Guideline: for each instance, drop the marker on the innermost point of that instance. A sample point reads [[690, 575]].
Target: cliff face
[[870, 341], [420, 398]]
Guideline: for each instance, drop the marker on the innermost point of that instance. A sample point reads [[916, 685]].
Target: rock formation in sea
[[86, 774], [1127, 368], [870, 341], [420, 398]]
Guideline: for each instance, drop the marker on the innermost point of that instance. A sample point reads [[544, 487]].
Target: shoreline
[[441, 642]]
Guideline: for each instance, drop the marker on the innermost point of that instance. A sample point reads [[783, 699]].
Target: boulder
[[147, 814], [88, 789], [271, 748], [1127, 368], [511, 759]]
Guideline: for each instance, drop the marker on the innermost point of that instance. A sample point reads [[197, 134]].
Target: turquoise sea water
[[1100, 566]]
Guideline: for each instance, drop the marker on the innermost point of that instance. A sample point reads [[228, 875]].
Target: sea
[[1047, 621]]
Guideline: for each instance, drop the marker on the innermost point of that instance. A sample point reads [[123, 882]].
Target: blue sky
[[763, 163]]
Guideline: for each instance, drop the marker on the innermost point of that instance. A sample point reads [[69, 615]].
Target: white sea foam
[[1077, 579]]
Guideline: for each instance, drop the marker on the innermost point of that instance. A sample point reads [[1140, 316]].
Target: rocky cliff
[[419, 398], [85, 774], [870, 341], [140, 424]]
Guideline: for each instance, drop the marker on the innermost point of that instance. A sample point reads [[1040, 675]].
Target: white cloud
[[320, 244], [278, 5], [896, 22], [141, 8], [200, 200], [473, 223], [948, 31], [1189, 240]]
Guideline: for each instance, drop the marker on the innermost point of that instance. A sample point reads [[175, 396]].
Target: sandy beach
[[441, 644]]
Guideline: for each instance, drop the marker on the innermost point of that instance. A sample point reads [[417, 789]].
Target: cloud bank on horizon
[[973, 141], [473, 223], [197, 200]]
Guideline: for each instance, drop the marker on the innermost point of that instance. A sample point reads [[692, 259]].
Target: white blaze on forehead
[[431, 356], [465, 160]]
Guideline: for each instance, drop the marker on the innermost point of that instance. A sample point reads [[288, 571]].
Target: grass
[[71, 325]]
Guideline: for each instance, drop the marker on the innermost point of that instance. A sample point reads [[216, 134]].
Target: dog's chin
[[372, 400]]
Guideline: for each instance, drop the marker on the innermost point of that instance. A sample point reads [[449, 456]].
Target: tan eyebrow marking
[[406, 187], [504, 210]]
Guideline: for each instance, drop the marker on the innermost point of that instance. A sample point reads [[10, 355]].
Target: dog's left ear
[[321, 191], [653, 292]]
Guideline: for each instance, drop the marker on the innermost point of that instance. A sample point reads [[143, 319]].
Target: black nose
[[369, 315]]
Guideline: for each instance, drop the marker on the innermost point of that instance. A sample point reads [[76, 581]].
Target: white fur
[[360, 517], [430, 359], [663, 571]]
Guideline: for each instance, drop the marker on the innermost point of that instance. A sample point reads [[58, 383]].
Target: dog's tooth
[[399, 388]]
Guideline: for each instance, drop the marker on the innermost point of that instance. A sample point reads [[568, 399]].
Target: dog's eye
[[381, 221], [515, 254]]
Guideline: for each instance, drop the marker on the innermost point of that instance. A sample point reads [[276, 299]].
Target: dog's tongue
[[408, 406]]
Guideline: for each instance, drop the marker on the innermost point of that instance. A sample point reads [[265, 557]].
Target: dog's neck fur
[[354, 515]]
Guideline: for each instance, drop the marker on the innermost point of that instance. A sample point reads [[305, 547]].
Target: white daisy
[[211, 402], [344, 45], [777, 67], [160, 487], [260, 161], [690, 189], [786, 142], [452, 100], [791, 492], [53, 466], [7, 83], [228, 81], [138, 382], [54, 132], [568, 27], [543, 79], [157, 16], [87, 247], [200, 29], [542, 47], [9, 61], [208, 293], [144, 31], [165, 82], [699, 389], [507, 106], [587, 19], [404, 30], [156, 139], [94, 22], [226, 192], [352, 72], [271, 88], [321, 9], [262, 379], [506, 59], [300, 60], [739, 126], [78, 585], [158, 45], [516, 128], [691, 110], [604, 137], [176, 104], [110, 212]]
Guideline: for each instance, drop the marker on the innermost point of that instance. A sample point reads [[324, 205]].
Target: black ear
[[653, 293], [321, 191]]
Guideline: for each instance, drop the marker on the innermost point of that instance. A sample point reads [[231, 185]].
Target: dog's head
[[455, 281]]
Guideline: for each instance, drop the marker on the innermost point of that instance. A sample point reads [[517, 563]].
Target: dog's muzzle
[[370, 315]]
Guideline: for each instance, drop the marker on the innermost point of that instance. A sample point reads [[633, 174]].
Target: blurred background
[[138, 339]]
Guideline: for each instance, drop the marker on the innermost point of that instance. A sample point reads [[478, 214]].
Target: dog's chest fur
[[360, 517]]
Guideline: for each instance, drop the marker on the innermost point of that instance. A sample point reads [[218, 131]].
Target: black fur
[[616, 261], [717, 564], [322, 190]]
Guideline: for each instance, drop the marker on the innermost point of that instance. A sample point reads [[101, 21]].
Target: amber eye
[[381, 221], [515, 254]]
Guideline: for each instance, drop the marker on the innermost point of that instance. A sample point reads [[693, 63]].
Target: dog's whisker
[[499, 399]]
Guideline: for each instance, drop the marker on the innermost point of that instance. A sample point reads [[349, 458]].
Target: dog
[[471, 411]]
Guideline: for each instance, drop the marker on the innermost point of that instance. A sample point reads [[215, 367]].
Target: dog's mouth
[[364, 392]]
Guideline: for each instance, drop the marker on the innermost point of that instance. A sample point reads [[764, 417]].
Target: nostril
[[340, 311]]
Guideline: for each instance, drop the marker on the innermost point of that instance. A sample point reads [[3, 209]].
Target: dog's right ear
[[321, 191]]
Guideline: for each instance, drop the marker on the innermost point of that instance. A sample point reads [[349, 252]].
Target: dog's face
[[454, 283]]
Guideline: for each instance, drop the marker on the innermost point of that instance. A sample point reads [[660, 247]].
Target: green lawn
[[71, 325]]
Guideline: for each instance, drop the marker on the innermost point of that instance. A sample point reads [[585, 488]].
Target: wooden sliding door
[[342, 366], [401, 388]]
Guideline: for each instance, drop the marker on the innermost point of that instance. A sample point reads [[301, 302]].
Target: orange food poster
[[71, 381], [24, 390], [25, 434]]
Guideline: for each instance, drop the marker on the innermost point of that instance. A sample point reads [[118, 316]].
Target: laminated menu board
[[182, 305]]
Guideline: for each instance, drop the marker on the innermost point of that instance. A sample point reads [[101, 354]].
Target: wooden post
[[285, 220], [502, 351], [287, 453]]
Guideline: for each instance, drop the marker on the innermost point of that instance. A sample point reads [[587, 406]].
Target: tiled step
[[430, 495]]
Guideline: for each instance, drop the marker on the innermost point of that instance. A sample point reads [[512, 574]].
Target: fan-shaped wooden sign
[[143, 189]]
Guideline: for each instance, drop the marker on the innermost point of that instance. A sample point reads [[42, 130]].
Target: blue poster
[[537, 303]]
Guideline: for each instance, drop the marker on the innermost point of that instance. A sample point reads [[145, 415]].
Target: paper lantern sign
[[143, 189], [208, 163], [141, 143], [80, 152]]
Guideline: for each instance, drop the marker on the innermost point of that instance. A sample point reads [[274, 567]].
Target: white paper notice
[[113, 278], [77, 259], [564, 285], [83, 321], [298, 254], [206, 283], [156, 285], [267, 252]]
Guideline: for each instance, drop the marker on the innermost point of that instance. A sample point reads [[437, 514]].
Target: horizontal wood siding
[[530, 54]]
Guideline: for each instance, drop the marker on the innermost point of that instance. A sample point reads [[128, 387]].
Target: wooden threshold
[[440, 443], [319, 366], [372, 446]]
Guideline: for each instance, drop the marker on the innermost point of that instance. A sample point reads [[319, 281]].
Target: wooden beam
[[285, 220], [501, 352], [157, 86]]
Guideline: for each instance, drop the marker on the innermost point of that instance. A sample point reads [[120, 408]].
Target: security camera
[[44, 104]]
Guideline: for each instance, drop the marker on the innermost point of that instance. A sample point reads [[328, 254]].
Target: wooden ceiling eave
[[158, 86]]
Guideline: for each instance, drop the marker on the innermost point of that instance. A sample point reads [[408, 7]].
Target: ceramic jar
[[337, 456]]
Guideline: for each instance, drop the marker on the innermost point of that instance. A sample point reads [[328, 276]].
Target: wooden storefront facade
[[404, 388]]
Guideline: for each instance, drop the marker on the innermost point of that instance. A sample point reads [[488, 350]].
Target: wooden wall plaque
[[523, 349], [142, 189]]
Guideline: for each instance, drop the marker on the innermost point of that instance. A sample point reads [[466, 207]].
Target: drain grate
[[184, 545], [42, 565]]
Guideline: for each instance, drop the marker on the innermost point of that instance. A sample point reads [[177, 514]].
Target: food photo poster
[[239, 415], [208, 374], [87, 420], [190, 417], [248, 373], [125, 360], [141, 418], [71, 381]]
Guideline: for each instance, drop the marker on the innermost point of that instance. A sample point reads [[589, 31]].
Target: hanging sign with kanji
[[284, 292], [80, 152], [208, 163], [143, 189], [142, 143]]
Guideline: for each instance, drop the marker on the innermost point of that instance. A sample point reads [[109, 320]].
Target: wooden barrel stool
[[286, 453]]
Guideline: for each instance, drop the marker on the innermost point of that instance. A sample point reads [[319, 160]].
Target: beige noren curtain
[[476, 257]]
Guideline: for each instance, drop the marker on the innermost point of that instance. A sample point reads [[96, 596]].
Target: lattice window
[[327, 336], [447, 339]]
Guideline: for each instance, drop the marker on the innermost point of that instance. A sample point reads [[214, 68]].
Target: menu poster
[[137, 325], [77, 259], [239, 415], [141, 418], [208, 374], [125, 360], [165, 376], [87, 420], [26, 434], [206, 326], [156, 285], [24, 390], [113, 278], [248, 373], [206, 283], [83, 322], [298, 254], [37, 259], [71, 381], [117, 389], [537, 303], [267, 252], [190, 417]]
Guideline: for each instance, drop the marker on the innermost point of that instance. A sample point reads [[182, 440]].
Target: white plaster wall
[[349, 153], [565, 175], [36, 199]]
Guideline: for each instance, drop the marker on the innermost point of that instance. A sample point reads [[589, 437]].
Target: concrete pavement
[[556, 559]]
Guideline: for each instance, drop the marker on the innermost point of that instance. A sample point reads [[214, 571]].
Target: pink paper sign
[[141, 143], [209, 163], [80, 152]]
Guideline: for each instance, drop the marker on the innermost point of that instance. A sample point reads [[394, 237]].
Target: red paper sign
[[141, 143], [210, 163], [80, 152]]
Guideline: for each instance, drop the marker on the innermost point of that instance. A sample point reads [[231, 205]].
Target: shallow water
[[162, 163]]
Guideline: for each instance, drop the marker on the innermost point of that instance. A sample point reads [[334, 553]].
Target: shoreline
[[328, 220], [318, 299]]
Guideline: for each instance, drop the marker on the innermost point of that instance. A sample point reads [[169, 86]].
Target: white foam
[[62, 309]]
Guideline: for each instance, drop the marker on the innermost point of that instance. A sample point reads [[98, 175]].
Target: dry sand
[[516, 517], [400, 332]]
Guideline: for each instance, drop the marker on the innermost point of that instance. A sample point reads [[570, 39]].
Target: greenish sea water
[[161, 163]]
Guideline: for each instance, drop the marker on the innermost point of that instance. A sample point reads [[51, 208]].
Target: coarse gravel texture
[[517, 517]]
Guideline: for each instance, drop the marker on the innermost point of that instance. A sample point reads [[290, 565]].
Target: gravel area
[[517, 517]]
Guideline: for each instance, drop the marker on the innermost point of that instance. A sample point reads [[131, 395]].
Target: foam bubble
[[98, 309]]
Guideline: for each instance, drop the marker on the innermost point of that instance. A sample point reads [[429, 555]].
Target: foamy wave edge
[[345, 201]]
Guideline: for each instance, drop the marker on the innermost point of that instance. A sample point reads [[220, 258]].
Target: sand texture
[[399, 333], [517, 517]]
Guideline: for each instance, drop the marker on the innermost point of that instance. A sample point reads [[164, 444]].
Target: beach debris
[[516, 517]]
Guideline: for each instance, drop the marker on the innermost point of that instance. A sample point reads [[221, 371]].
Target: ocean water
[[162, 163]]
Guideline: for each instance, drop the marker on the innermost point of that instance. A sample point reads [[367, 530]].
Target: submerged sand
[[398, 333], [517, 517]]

---+---

**Work instructions**:
Convert everything from the start of the records down to the line containing "[[86, 774], [1127, 368], [870, 341], [420, 398]]", inclusive, into a JSON list of strings with one string per line and no blank lines.

**Written answer**:
[
  "Guideline: for each instance, drop the marker on the innermost point of that instance. A sample point reads [[690, 575]].",
  "Target: cliff face",
  "[[870, 341], [420, 398]]",
  "Guideline: for each instance, drop the marker on the innermost point of that instance. A sample point reads [[916, 685]].",
  "Target: rock formation in sea",
  "[[86, 774], [1127, 368], [870, 341], [420, 398]]"
]